Task to carry out: Output all of the records exactly as written.

▼

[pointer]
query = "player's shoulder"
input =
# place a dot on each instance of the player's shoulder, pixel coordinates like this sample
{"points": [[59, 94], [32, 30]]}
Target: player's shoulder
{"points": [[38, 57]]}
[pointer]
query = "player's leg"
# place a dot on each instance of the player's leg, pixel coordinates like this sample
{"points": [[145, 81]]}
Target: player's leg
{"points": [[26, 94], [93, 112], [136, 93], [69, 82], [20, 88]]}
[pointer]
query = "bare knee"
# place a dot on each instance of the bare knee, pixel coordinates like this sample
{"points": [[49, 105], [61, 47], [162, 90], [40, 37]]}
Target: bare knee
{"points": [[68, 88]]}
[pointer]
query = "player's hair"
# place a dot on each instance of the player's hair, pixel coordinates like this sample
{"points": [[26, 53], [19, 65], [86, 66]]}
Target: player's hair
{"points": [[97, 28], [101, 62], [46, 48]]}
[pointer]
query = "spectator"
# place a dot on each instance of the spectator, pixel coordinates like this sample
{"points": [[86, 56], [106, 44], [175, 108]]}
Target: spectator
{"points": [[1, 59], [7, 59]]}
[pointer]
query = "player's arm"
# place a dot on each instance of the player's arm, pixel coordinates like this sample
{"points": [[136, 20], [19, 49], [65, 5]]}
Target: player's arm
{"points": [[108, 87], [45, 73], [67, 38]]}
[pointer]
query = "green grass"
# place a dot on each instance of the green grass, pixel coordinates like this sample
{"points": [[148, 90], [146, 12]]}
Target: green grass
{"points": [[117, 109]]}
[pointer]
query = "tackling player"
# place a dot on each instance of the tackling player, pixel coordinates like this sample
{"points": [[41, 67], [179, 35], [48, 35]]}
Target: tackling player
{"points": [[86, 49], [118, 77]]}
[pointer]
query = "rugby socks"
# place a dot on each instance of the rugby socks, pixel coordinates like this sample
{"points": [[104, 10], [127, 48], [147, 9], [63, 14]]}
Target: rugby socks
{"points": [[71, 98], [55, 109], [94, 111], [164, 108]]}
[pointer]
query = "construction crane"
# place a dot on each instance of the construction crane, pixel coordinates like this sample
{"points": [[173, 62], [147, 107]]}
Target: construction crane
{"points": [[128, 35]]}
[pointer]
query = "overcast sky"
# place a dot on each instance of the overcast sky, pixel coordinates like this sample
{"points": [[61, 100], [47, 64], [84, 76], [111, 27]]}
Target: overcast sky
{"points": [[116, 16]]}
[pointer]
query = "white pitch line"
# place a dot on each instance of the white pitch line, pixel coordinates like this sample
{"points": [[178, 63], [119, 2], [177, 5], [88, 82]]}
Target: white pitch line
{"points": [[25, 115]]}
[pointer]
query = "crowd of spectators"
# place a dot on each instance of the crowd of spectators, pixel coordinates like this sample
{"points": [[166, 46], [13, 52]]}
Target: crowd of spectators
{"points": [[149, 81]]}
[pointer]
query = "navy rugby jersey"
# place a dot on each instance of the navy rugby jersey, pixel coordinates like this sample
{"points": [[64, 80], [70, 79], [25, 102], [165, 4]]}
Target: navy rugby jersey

▲

Output of the exercise:
[pointer]
query = "player's shoulder"
input =
# place a dot on each instance of the player's shoulder, pixel coordinates like this sample
{"points": [[59, 94], [32, 30]]}
Target: player's shoulder
{"points": [[38, 57]]}
[pointer]
query = "player's leg"
# place a dot on each instance of the player's leg, pixel coordinates like this sample
{"points": [[145, 81]]}
Target: player's leg
{"points": [[26, 94], [93, 112], [136, 93], [69, 82], [20, 88]]}
[pointer]
query = "bare knee"
# place a dot on each instance of the bare knee, pixel coordinates like this sample
{"points": [[49, 105], [61, 47], [162, 90], [40, 37]]}
Target: bare knee
{"points": [[68, 88]]}
[pointer]
query = "player's hair"
# place a dot on each instance of the player's hair, pixel coordinates like this sample
{"points": [[26, 53], [19, 65], [86, 66]]}
Target: player's hair
{"points": [[97, 28], [101, 62], [46, 48]]}
[pointer]
query = "spectator"
# place a dot on each instance of the spectator, pixel coordinates like this sample
{"points": [[86, 56], [106, 44], [175, 108]]}
Target: spectator
{"points": [[1, 59], [7, 59]]}
[pointer]
query = "player's arm"
# place a dot on each instance of the player's arm, pixel coordinates like this sample
{"points": [[136, 20], [19, 49], [65, 5]]}
Target: player's arm
{"points": [[108, 87], [45, 73], [67, 38]]}
[pointer]
query = "green grass"
# place a dot on each instance of the green grass, pixel coordinates like this sample
{"points": [[148, 90], [146, 12]]}
Target: green grass
{"points": [[117, 109]]}
[pointer]
query = "tackling player"
# place a dot on each instance of the tackling player, pixel coordinates like this sample
{"points": [[41, 67], [179, 35], [48, 35]]}
Target: tackling player
{"points": [[86, 49], [118, 77]]}
[pointer]
query = "rugby socks"
# place a dot on each instance of the rugby socks, pixel coordinates like this sample
{"points": [[104, 10], [127, 48], [147, 9], [63, 14]]}
Target: rugby socks
{"points": [[71, 98], [55, 109], [94, 111], [164, 108]]}
[pointer]
query = "construction crane"
# place a dot on each instance of the construction crane, pixel coordinates like this sample
{"points": [[173, 62], [147, 107]]}
Target: construction crane
{"points": [[128, 35]]}
[pointer]
query = "overcast sky"
# place a dot on each instance of the overcast sky, pixel coordinates like this sample
{"points": [[61, 100], [47, 64], [84, 76], [111, 27]]}
Target: overcast sky
{"points": [[116, 16]]}
[pointer]
query = "white pitch line"
# place a dot on each instance of the white pitch line, pixel coordinates like this sample
{"points": [[178, 63], [119, 2], [177, 5], [88, 82]]}
Target: white pitch line
{"points": [[25, 115]]}
[pointer]
query = "crowd of spectators"
# place a dot on each instance of the crowd of spectators, pixel coordinates like this sample
{"points": [[166, 46], [13, 52]]}
Target: crowd of spectators
{"points": [[149, 81]]}
[pointer]
query = "navy rugby jersey"
# place a dot on each instance of the navy rugby jersey, pixel coordinates like this sample
{"points": [[64, 80], [70, 79], [25, 102], [165, 4]]}
Target: navy rugby jersey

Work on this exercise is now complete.